# [WORK REQUEST]
Please set down each entry exactly, omitting any picture it holds.

# [RECORDS TO USE]
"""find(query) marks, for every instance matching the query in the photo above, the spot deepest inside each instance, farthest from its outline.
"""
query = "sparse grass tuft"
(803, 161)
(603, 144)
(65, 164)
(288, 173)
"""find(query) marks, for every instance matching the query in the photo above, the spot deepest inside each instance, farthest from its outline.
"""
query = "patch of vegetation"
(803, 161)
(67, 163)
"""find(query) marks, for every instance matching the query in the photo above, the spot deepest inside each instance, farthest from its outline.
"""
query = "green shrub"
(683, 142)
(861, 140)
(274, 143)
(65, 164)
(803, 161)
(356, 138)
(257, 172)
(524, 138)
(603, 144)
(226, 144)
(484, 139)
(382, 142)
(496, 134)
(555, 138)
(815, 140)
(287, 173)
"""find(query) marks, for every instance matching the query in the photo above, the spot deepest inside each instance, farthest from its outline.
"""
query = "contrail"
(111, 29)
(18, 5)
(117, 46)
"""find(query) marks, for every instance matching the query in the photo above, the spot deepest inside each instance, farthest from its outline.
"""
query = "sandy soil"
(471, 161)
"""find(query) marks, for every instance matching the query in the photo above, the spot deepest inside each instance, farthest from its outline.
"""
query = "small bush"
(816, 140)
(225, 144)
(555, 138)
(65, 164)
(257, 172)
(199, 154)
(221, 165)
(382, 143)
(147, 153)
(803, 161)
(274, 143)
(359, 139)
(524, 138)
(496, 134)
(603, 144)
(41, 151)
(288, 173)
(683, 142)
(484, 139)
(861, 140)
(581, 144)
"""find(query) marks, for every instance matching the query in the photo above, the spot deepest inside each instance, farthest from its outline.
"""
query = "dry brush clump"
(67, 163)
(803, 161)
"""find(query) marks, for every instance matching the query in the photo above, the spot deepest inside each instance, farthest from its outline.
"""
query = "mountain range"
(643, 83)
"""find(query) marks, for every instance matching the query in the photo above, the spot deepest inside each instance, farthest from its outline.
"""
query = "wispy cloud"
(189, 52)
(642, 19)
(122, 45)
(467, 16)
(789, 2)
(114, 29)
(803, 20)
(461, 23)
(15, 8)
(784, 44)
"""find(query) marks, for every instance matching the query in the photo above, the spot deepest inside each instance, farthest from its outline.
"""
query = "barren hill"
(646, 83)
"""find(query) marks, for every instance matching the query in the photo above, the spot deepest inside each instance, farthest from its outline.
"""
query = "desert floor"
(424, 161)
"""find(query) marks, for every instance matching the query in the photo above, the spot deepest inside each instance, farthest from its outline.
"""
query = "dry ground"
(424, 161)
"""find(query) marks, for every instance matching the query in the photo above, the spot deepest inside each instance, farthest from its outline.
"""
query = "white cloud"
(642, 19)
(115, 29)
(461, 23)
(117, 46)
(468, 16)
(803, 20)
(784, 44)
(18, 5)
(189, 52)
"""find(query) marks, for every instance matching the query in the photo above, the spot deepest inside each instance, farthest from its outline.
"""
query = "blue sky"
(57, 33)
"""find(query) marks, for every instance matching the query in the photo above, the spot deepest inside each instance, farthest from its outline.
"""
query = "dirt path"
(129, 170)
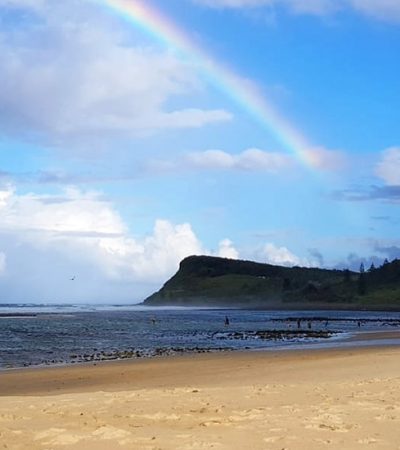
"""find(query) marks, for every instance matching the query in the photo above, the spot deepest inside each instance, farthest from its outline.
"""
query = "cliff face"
(212, 281)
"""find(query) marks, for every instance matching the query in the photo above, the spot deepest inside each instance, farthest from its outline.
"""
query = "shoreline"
(346, 341)
(62, 378)
(299, 400)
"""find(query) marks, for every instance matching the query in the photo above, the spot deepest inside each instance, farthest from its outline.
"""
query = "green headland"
(220, 282)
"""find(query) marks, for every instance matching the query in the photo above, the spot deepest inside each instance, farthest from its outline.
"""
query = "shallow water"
(69, 334)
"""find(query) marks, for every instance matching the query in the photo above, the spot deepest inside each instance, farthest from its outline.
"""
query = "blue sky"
(118, 157)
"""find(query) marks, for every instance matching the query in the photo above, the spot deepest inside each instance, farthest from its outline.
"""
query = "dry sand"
(337, 399)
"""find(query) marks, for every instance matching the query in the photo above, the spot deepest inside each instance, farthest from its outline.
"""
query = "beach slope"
(338, 399)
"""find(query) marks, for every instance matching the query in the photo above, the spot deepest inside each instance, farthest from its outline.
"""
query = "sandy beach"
(339, 399)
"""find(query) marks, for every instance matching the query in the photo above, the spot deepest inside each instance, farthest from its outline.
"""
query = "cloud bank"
(47, 239)
(70, 72)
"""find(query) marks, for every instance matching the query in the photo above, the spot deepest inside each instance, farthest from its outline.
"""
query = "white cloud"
(250, 160)
(273, 254)
(379, 9)
(324, 159)
(227, 250)
(49, 238)
(70, 73)
(383, 9)
(389, 167)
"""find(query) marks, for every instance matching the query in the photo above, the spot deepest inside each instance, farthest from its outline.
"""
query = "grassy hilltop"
(212, 281)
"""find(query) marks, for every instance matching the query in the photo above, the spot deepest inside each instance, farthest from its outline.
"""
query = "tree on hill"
(362, 289)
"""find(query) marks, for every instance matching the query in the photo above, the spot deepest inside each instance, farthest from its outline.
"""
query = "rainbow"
(239, 90)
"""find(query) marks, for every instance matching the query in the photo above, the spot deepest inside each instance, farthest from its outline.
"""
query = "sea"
(43, 335)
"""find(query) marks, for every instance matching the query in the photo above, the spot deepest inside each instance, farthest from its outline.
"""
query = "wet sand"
(338, 399)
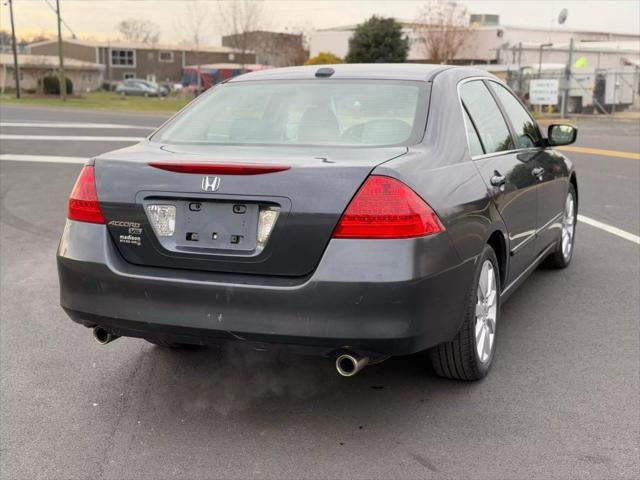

# [EXPECTED OUTPUT]
"""find(query) marks, for every instance matching the query in the photo above, the spot deepest inside each instance, farthest from its outline.
"""
query = "sparse grass tuft"
(803, 161)
(603, 144)
(65, 164)
(288, 173)
"""find(query) marks, for every instance matching the query in the photo above, the spot deepest inside each instance, farthest from its outline.
"""
query = "patch of vegetation"
(803, 161)
(67, 163)
"""find(query) marks, for every instance matching the query in the photo above, the spot deepest inside each instance, farthest from its outline.
"""
query = "green shrub"
(683, 142)
(861, 140)
(274, 143)
(65, 164)
(803, 161)
(356, 138)
(257, 172)
(524, 138)
(603, 144)
(226, 144)
(484, 139)
(382, 142)
(496, 134)
(555, 138)
(815, 140)
(287, 173)
"""find(query) marks, for every instance matching the query in the photo above, the spot deepest inside each instance, farthest from its outline.
"""
query = "contrail"
(111, 29)
(18, 5)
(117, 46)
"""find(query) marks, for every instance matching the query in the photo above, the spot deepest inside each instance, farthest from its outline.
"""
query = "sandy soil"
(471, 161)
"""find(query) marks, for every instance matching the query in the photo above, the spot deepest inside each instance, farthest from its outline.
"""
query = "small bush"
(816, 140)
(225, 144)
(555, 138)
(65, 164)
(257, 172)
(199, 154)
(221, 165)
(382, 143)
(147, 153)
(803, 161)
(274, 143)
(359, 139)
(524, 138)
(496, 134)
(603, 144)
(41, 151)
(288, 173)
(683, 142)
(484, 139)
(861, 140)
(581, 144)
"""find(query) marks, for every instance matching the query in the photo above, the spot deepest inside each instance, farthest from its outline.
"""
query = "dry brush clump"
(67, 163)
(803, 161)
"""find(query) marks, for every instance matching the query in the photo above, the spot deepest inside each instance, farthest from its outline.
"""
query = "mountain range"
(643, 83)
"""find(query) marks, for every instance matching the query in the photo above, the spot deepest inside each instance, farthest from its outline.
"""
query = "wispy cloud"
(189, 52)
(642, 19)
(122, 45)
(467, 16)
(789, 2)
(114, 29)
(803, 20)
(461, 23)
(15, 8)
(784, 44)
"""find(query) marks, for every instance matching the query in the photo above, the spot deepest inside each instance, farthest from its outline.
"""
query = "barren hill"
(646, 83)
"""find(query) marks, for every instance matching the query in the photo above, the spot deepest inside each instance, farthest from its outline.
"""
query = "desert floor"
(424, 161)
"""find(query) marks, for every instance matching the query in the photo above, the spot deepest inside each instance, farthest from its outline.
"""
query = "dry ground"
(424, 161)
"""find(query) marks, for every instance matching the query in the photo above, the spot deepest inside each instance, farthest from its outline.
"""
query = "white cloud"
(642, 19)
(115, 29)
(461, 23)
(117, 46)
(468, 16)
(803, 20)
(784, 44)
(18, 5)
(189, 52)
"""find(query) marks, for every instance matching the query in the photo above, the spot deepest inside each instance, farthest from its outline.
"""
query = "blue sky"
(57, 33)
"""find(query) marks, for every instance matching the query in the photo above, the spot deepest inside each instance, farthest from its outline.
"""
query = "dirt path"
(129, 170)
"""find(query) marks, for every instance matching the query in the photo above, the spot deepest inside each instance, farthest from its outline.
"""
query = "cliff face"
(212, 281)
"""find(query) marks, for every instance matching the query in the photo above, the spot deepest inside each instance, farthest from its outline.
"""
query = "shoreline"
(346, 341)
(62, 378)
(299, 400)
"""find(query) marks, for every instance matching the query in the photo above, the spot deepest inside each instance, farthest from its outline.
"""
query = "green headland"
(220, 282)
"""find(query) marks, for every instance matching the query in the photo above, the spot deepest inside each instance, farthest from its outline.
"""
query = "shallow water"
(69, 334)
"""find(query) marks, for every instance matching the query in the photo above, the spot deepest inside each instance, farthest from its outline.
"""
query = "blue sky"
(118, 157)
"""find(query) marks, for every instance matching the query in the photo above, the spot deepest inside each instance, farthest from its outline.
"""
query = "dry sand"
(337, 399)
"""find(query) marks, for every instance matching the query in the photo above, the spot deepest inside each instance, farthest from its outline.
"""
query = "beach slope"
(338, 399)
"""find(query) marks, for every instance matching the query in the photo above, the spot deepest inside each instance, farthest from its outline.
"""
query = "sandy beach"
(339, 399)
"""find(query) marks, for every instance matching the query in the photo above, the spot deepest inside each instance, farthest from its outline.
"""
query = "cloud bank"
(47, 239)
(70, 72)
"""find(query) marks, for every instance matching the query in the photo above, the spot deepest inside each instance, farthest from its outline.
"""
query = "white cloud"
(250, 160)
(273, 254)
(379, 9)
(324, 159)
(227, 250)
(49, 238)
(70, 73)
(383, 9)
(389, 167)
"""find(query) marks, for every instance matching the query in the photo above, the spot deepest inside each instance, farthest from its outline.
"""
query = "grassy hilltop"
(212, 281)
"""find(query) marks, for every instance matching the query in the photo above, the spot deepest inside each instance, farthest from its outline.
"""
query = "tree on hill"
(362, 289)
"""find(query) marks, for every instance matching the query in the photo above, the spot deepest inside each instance, farthest from its outline.
"""
query = "rainbow"
(239, 90)
"""find(query) marks, for every instance matching the query in the photo above, the spot deepest inside each instance, farthest from its outline.
"""
query = "sea"
(43, 335)
"""find(query) marks, for every instance matching the query in the photo above, the spot deepest inside each instance, farthest from its outline.
"""
query = "wet sand"
(338, 399)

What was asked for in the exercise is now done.